* [WRITTEN INSTRUCTION] Pick out each line of the data below that contains the word "goalie" and copy those lines.
━━ DATA PROVIDED
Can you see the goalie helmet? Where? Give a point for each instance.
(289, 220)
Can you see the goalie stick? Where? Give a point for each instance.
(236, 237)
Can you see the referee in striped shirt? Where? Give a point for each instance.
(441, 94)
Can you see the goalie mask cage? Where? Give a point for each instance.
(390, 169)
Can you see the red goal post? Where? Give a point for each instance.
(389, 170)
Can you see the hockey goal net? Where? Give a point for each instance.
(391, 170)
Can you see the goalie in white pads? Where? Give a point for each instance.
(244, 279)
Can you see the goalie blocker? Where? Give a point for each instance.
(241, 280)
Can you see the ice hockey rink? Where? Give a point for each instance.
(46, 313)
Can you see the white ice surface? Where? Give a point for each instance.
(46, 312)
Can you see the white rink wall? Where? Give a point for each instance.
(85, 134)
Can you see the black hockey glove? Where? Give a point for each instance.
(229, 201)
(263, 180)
━━━━
━━ DATA PROVIDED
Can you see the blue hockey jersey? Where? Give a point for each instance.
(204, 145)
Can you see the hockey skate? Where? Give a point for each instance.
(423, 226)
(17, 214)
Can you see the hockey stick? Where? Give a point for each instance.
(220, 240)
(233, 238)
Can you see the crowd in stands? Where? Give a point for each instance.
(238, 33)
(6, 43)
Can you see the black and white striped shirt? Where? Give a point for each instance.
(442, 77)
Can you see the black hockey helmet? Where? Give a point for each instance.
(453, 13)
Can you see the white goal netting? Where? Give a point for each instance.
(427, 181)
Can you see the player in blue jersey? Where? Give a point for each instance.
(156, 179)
━━━━
* [TASK SOLUTION]
Can you see the goalie helmet? Where? Give a point for each instance.
Can you see the goalie stick? Where? Give a point for each instance.
Can you see the goalie mask cage? Where? Give a point for each instance.
Can you see the goalie in white pads? Where? Give a point for each instance.
Can you see the goalie blocker? Where? Give a point for each instance.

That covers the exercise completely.